Copy the notes on large language models, starting at "LLM - they can" and ending at "it will do!", renaming "Size scaling law" to "Parameter scaling law" wherever it appears.

* READING PASSAGE
⁂
Large Language Models - An introduction
Next token prediction task NLP Vs LLM
NLP was created to predict the next token given the previous tokens. This is the task that LLMs are trained on as well. But NLPs are designed for specific tasks like language translations. They are specific.
LLM - they can perform wide range of tasks with the same model.
Language models explained briefly -
Size scaling law
since 1950s what has happened consistently is that size of language model has increased a lot. Size scaling law says, as we increase the parameters of the model, the performance of the model increases. Open AI broke the barrier.
Model | Parameters | Data |
---|---|---|
GPT 2 | 1.5 Billion | 2018 |
GPT 3 | 175 Billion | 2020 |
GPT 4o | 1 Trillion | 2024 |
Emergent properties
when the size of LLMs becomes greater than a certain number, there is a takeoff point, the language model starts to show something new altogether. Who knows what new learning it will do!
Emergent property is something that is on task level only!
We do not know where semantic property came up. There is a step where we create semantic explicitly when we do embeddings in RAGs.
But, as a part of training, and fine tuning this happens by itself.
Andrej Karpathy - why so many parameters? Explainability
We need large parameters, as we are learning a language. Although it is a big thing, there is only a small portion that is being used. Also the parameters and neurons and the layers that are used depend on the tasks that are being done by the LLMs.
The following research paper explains the same - causal mediation analysis Here is the Notebooklm podcast explaining the paper.
Stages in Building SLM from scratch - 5-6 year old kids specific learning
Fewshot learning - learning from scratch.
⁂
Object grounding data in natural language
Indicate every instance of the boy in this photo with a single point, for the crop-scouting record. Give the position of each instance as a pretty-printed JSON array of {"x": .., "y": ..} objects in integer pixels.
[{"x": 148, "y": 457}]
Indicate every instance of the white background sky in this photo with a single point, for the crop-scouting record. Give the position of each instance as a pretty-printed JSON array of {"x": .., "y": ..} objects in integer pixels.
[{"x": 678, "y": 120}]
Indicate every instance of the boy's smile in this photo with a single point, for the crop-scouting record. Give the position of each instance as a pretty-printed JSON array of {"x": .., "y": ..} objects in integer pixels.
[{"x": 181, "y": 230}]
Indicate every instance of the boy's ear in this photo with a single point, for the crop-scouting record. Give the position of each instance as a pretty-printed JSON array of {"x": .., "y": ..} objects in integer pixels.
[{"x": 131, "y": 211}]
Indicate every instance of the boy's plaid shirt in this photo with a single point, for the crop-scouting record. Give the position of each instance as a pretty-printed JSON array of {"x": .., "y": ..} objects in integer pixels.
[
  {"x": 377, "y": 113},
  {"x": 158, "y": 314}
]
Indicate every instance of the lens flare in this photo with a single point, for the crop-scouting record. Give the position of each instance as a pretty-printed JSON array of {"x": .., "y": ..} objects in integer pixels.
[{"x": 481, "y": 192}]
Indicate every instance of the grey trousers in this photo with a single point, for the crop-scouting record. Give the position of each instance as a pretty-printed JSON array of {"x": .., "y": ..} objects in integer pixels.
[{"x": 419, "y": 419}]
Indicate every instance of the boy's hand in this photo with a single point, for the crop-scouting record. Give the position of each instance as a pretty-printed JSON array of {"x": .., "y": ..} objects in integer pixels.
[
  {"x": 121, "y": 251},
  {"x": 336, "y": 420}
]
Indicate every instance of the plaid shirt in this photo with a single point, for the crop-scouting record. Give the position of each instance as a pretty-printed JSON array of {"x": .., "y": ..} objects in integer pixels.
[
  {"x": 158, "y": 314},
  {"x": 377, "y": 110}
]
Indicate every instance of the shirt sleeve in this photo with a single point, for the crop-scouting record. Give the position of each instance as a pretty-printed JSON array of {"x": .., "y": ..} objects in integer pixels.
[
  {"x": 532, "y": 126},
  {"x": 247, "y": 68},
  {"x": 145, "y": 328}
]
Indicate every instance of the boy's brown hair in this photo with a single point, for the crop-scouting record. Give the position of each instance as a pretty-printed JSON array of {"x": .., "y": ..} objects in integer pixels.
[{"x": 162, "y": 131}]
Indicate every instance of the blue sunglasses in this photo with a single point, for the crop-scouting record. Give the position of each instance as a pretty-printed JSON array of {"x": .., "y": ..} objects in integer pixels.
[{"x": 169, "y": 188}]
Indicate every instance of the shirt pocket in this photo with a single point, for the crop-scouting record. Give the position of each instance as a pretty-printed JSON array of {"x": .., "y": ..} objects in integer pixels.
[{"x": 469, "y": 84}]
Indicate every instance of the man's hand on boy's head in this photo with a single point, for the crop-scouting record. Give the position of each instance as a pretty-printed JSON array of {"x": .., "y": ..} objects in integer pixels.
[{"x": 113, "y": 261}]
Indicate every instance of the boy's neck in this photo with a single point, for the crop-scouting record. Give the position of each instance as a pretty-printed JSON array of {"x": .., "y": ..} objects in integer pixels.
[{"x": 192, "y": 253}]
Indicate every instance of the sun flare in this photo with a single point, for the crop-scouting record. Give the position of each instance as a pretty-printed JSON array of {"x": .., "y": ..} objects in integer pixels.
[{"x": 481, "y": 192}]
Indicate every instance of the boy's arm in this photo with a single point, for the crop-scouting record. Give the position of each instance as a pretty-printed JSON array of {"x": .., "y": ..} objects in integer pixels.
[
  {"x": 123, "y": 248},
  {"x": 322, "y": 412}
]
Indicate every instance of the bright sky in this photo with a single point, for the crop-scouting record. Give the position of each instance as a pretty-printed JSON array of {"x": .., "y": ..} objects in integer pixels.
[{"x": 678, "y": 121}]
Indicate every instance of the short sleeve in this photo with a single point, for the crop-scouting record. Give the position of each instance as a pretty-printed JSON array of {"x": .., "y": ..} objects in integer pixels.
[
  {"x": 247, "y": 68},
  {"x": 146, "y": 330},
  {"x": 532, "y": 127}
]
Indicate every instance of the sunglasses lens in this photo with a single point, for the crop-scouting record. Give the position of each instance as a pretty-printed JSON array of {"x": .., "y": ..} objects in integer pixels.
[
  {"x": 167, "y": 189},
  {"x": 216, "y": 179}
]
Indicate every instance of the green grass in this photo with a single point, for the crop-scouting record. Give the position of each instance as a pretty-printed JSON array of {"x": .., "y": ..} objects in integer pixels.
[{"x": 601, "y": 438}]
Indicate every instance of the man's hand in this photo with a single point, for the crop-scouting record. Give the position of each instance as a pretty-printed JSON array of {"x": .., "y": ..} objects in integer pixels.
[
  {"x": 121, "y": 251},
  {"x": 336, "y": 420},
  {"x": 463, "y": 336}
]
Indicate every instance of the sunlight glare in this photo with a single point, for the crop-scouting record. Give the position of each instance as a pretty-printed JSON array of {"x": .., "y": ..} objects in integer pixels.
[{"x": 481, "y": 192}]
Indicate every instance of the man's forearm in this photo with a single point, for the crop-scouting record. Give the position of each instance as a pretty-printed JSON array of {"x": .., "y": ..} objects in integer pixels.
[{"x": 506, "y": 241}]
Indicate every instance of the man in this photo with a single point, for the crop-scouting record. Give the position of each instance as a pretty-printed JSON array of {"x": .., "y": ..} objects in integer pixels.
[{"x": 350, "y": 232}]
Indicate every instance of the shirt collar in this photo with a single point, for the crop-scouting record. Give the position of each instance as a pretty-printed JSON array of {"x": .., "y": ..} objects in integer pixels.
⁂
* RESPONSE BELOW
LLM - they can perform wide range of tasks with the same model.
Language models explained briefly -
Parameter scaling law
since 1950s what has happened consistently is that size of language model has increased a lot. Parameter scaling law says, as we increase the parameters of the model, the performance of the model increases. Open AI broke the barrier.
Model | Parameters | Data |
---|---|---|
GPT 2 | 1.5 Billion | 2018 |
GPT 3 | 175 Billion | 2020 |
GPT 4o | 1 Trillion | 2024 |
Emergent properties
when the size of LLMs becomes greater than a certain number, there is a takeoff point, the language model starts to show something new altogether. Who knows what new learning it will do!